* begin Extracted information *

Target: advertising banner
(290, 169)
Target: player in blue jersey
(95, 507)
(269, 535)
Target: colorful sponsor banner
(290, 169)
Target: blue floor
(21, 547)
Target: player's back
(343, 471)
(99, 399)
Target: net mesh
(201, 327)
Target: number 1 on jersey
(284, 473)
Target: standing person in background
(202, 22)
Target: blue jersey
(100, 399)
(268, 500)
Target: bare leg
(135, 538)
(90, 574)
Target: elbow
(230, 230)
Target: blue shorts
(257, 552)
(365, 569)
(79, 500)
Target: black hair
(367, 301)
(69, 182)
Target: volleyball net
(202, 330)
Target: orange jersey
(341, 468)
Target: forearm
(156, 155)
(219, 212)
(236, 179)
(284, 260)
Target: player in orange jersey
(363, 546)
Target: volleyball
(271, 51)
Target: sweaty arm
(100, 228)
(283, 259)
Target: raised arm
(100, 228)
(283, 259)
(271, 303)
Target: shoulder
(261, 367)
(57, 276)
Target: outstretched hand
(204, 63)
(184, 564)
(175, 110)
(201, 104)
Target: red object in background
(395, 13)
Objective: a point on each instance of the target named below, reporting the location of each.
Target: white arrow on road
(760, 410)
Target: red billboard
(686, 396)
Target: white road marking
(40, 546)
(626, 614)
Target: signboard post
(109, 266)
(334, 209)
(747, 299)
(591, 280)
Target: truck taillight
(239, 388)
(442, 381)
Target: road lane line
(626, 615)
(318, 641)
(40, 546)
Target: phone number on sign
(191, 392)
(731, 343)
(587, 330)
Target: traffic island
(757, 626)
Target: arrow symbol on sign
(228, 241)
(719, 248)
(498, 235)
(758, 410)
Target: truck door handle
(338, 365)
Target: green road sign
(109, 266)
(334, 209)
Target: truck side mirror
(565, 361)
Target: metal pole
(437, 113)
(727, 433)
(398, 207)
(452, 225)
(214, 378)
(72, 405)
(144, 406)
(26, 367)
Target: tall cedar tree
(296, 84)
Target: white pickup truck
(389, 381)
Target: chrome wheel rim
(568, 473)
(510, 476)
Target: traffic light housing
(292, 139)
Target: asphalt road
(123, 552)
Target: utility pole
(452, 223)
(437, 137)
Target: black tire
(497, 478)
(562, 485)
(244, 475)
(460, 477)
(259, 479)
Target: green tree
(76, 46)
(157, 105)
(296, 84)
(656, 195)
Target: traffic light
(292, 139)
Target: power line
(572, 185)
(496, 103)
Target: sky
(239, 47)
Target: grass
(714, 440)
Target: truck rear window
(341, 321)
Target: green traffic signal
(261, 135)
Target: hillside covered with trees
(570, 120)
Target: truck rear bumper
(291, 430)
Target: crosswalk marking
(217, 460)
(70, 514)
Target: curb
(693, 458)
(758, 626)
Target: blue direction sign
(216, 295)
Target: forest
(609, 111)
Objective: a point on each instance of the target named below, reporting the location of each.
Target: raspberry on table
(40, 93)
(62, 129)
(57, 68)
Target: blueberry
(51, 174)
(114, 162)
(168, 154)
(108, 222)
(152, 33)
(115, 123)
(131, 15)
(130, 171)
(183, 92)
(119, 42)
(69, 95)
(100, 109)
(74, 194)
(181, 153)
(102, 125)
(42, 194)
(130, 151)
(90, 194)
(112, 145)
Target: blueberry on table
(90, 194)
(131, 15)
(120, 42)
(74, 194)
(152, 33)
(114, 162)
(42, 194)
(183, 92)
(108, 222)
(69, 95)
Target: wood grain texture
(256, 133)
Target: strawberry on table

* end Extracted information *

Your task is to repeat the data exactly, with nothing left out.

Target: advertising banner
(290, 169)
Target: player in blue jersey
(95, 507)
(269, 535)
Target: colorful sponsor banner
(290, 169)
Target: blue floor
(21, 547)
Target: player's back
(343, 471)
(99, 399)
Target: net mesh
(201, 327)
Target: number 1 on jersey
(284, 473)
Target: standing person in background
(202, 22)
Target: blue jersey
(100, 399)
(268, 500)
Target: bare leg
(135, 538)
(90, 574)
Target: elbow
(230, 230)
Target: blue shorts
(257, 552)
(365, 569)
(79, 500)
Target: black hair
(367, 301)
(69, 182)
Target: volleyball net
(202, 330)
Target: orange jersey
(341, 468)
Target: forearm
(156, 155)
(219, 212)
(236, 179)
(284, 260)
Target: player in orange jersey
(363, 546)
Target: volleyball
(271, 51)
Target: sweaty arm
(100, 228)
(283, 259)
Target: raised arm
(100, 228)
(283, 259)
(271, 303)
Target: shoulder
(261, 367)
(57, 276)
Target: outstretched hand
(204, 63)
(184, 564)
(175, 110)
(201, 104)
Target: red object in background
(395, 13)
Objective: a point on each instance of the target named below, reporting the location of each.
Target: white arrow on road
(760, 410)
Target: red billboard
(686, 396)
Target: white road marking
(40, 546)
(626, 614)
Target: signboard post
(109, 266)
(334, 209)
(747, 299)
(591, 280)
Target: truck taillight
(239, 388)
(442, 381)
Target: road lane line
(626, 615)
(318, 641)
(40, 546)
Target: phone number on sign
(191, 392)
(731, 343)
(587, 330)
Target: traffic island
(757, 626)
Target: arrow symbol on sign
(228, 241)
(719, 248)
(498, 235)
(758, 410)
Target: truck door handle
(338, 365)
Target: green road sign
(109, 266)
(334, 209)
Target: truck side mirror
(565, 361)
Target: metal pole
(437, 113)
(727, 433)
(398, 207)
(452, 225)
(214, 378)
(72, 405)
(144, 406)
(26, 367)
Target: tall cedar tree
(296, 84)
Target: white pickup truck
(389, 381)
Target: chrome wheel rim
(568, 473)
(510, 476)
Target: traffic light housing
(292, 139)
Target: asphalt road
(123, 552)
Target: utility pole
(452, 223)
(437, 137)
Target: black tire
(497, 478)
(562, 485)
(244, 475)
(460, 477)
(259, 479)
Target: green tree
(76, 46)
(157, 105)
(296, 84)
(656, 195)
Target: traffic light
(292, 139)
Target: power line
(572, 185)
(496, 103)
Target: sky
(239, 47)
Target: grass
(714, 440)
Target: truck rear window
(341, 321)
Target: green traffic signal
(261, 135)
Target: hillside covered with trees
(570, 120)
Target: truck rear bumper
(291, 430)
Target: crosswalk marking
(217, 460)
(70, 514)
Target: curb
(693, 458)
(758, 626)
Target: blue direction sign
(216, 295)
Target: forest
(609, 111)
Objective: a point on each instance of the target named below, reporting the location of each.
Target: raspberry on table
(40, 93)
(62, 129)
(57, 68)
Target: blueberry
(51, 174)
(114, 162)
(168, 154)
(108, 222)
(152, 33)
(115, 123)
(131, 15)
(130, 171)
(183, 92)
(119, 42)
(69, 95)
(100, 109)
(74, 194)
(181, 153)
(102, 125)
(42, 194)
(130, 151)
(90, 194)
(112, 145)
Target: blueberry on table
(90, 194)
(131, 15)
(120, 42)
(74, 194)
(152, 33)
(114, 162)
(42, 194)
(183, 92)
(108, 222)
(69, 95)
Target: wood grain texture
(256, 133)
Target: strawberry on table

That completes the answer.